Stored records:

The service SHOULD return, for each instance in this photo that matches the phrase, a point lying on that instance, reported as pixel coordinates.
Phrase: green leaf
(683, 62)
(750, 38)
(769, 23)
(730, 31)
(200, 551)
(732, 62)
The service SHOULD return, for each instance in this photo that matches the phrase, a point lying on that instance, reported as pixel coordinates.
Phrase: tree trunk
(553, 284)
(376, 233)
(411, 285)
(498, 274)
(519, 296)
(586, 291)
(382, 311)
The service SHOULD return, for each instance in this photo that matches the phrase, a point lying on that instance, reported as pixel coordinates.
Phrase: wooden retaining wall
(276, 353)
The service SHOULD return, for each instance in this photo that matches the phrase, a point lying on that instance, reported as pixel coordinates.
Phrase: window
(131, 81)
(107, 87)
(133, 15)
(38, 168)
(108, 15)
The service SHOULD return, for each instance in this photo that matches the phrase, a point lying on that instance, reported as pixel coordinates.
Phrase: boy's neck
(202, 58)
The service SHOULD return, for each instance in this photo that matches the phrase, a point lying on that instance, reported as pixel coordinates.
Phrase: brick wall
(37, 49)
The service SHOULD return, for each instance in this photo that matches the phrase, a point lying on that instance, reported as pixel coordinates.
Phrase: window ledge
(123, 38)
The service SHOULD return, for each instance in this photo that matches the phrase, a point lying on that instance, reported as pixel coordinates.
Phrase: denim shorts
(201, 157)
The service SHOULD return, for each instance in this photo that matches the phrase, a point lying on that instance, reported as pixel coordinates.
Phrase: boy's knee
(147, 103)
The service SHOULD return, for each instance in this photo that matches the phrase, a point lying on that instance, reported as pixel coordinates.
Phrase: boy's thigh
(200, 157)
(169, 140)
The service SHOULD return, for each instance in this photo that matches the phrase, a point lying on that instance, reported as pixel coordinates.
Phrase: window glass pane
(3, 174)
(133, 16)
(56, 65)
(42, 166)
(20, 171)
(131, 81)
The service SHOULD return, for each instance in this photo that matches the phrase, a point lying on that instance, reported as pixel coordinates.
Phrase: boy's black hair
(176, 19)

Assigned task:
Each entry above is to be transcribed without alteration.

Answer to the problem:
The service SHOULD return, for each instance in this photo that matches the phrase, a point lying on that instance, reported as pixel coordinates.
Phrase: green leaf
(683, 62)
(750, 38)
(769, 23)
(730, 31)
(200, 551)
(732, 62)
The service SHOULD return, for each instance in this photo that matches the phrase, a point lying on that instance, reported as pixel coordinates.
Phrase: tree trunk
(553, 284)
(376, 233)
(411, 285)
(498, 274)
(519, 296)
(586, 291)
(382, 311)
The service SHOULD return, for each instance in this photo that matches the phrase, a point lying on that instance, reported as pixel coordinates.
Phrase: wooden retaining wall
(276, 353)
The service SHOULD return, for each instance in this photo that matches the phrase, a point lying on that instance, reported as pixel coordinates.
Phrase: window
(131, 81)
(107, 87)
(133, 15)
(38, 168)
(108, 15)
The service SHOULD return, for each instance in this photo that matches the phrase, a point lying on that instance, reported as pixel coordinates.
Phrase: boy's neck
(202, 58)
The service SHOULD return, for each instance in this photo that matches the phrase, a point lying on that instance, reported as pixel coordinates.
Phrase: brick wall
(37, 49)
The service SHOULD return, for each instance in this photo that matches the phrase, a point lying on that instance, reported as pixel coordinates.
Phrase: window ledge
(123, 38)
The service SHOULD return, for each instance in this photo that matches the phrase, a point lying on that instance, reported as pixel coordinates.
Phrase: denim shorts
(201, 157)
The service SHOULD return, for each instance in this photo that matches the phrase, a point lying on that instance, reported as pixel coordinates.
Phrase: boy's knee
(147, 103)
The service SHOULD return, for each instance in this photo that matches the phrase, a point lying on that instance, reported as pixel coordinates.
Phrase: boy's thigh
(200, 157)
(169, 140)
The service SHOULD return, for each instance in this photo that matches the phrase, a point lying on that instance, reported as pixel coordinates.
Phrase: window glass pane
(3, 174)
(133, 16)
(56, 65)
(42, 166)
(20, 171)
(131, 81)
The service SHOULD return, for each instance in this photo that matches the phrase, a point lying on that instance, reported as pixel coordinates.
Phrase: boy's black hair
(176, 19)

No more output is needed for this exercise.